▸ Goal: Can you edit the entries, starting at the line that has "with detecting red" and stopping after the last one, so that "Mark each" becomes "Enclose each" and nothing else changes?

Excerpts of bounding box data
>>

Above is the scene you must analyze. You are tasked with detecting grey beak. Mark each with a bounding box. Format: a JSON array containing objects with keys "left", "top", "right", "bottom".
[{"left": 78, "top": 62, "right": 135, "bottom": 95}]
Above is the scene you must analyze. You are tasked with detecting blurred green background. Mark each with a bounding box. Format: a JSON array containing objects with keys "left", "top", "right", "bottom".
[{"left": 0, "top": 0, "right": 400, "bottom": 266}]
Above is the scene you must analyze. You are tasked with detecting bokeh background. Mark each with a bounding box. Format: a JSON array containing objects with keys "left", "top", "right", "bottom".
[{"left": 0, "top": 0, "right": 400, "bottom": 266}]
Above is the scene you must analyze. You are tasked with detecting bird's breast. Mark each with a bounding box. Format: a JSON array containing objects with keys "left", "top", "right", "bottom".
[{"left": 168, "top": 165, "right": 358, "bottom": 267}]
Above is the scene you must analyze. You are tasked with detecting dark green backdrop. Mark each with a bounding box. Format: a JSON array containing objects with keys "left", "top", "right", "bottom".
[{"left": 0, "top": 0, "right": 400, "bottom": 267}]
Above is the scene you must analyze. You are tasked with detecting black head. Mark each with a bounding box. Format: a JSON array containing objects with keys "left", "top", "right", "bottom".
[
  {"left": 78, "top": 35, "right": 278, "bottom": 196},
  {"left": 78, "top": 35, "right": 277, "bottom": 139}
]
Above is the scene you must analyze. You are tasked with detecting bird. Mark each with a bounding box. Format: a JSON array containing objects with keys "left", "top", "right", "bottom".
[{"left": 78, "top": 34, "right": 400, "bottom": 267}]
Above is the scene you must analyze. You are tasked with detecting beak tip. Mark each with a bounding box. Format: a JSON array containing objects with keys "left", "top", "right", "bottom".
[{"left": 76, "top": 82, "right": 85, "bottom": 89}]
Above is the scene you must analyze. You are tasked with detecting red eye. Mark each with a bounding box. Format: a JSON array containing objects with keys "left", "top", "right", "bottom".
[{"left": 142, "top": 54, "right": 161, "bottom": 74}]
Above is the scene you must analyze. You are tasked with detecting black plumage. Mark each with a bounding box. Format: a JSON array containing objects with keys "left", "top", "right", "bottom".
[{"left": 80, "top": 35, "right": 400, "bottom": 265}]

<<

▸ Exercise response:
Above is the scene you must analyze. You are tasked with detecting red eye. Enclose each with a bounding box. Format: a JSON array containing objects with keys "left", "top", "right", "bottom".
[{"left": 142, "top": 54, "right": 161, "bottom": 74}]
Above is the scene you must analyze. You are tasked with detecting black plumage. Enclose each with a bounding box. Format: a JSON array containing objects with keys "left", "top", "right", "bottom".
[{"left": 80, "top": 35, "right": 400, "bottom": 265}]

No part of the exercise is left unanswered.